**Challenges:**
1. In the review of the Pericles biography, how many years are said to separate Lincoln and Pericles?
2. Reproduce the passage of the Pericles book review starting with "This is not" and going on through "which he lived.".
3. Carry on the Pericles book review, writing the sentences that follow its last one.

**Source:**
——

It is little wonder that Lincoln's Gettysburg Address was inspired by Pericles' "Funeral Oration." (Incidentally, The argument for this is brilliantly laid forth by Garry Wills in LINCOLN AT GETTYSBURG, which I can't recommend enough.) Both Lincoln and Pericles, separated by 2,300 years, faced seemingly insurmountable odds during massive conflicts that threatened to rip their nations apart. Both men were tasked with persuading a fickle democratic people to sustain this war effort in the face of mounting setbacks, costs, and casualties. Both succeeded, at least in some measure. It is no small historical irony that both of these men would die, directly in consequence of the wars that occasioned their great speeches, before their plans came to fruition.

This is not to suggest the the bulk of this biography on Pericles--the greatest democratic leader produced by ancient Athens--focuses solely on Pericles' speeches or even on the Peloponnesian War (a 30-year conflict that in any case began only two years prior to Pericles' death). Instead, Donald Kagan (whose masterful THE PELOPONNESIAN WAR is a must-read) uses the limited historical sources available to construct a meaningful and insightful portrait into the man and the society in which he lived.

——

**Data provided:**
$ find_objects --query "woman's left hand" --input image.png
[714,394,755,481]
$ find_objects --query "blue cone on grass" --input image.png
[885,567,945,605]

——

**Answers for this exercise:**
1. 2,300 years.

2.
This is not to suggest the the bulk of this biography on Pericles--the greatest democratic leader produced by ancient Athens--focuses solely on Pericles' speeches or even on the Peloponnesian War (a 30-year conflict that in any case began only two years prior to Pericles' death). Instead, Donald Kagan (whose masterful THE PELOPONNESIAN WAR is a must-read) uses the limited historical sources available to construct a meaningful and insightful portrait into the man and the society in which he lived.

3.
In fact, this is a biography in name only; it is just as much a superb history of the classical, Golden age of Athens, right up until the plague that beset the city two years into the Peloponnesian War. The problems facing democracies--everything from the tyranny of the majority to the danger of demagoguery--is examined closely. Worth reading (although it would have more meaning and impact if you've read some other, more general ancient Greek history first).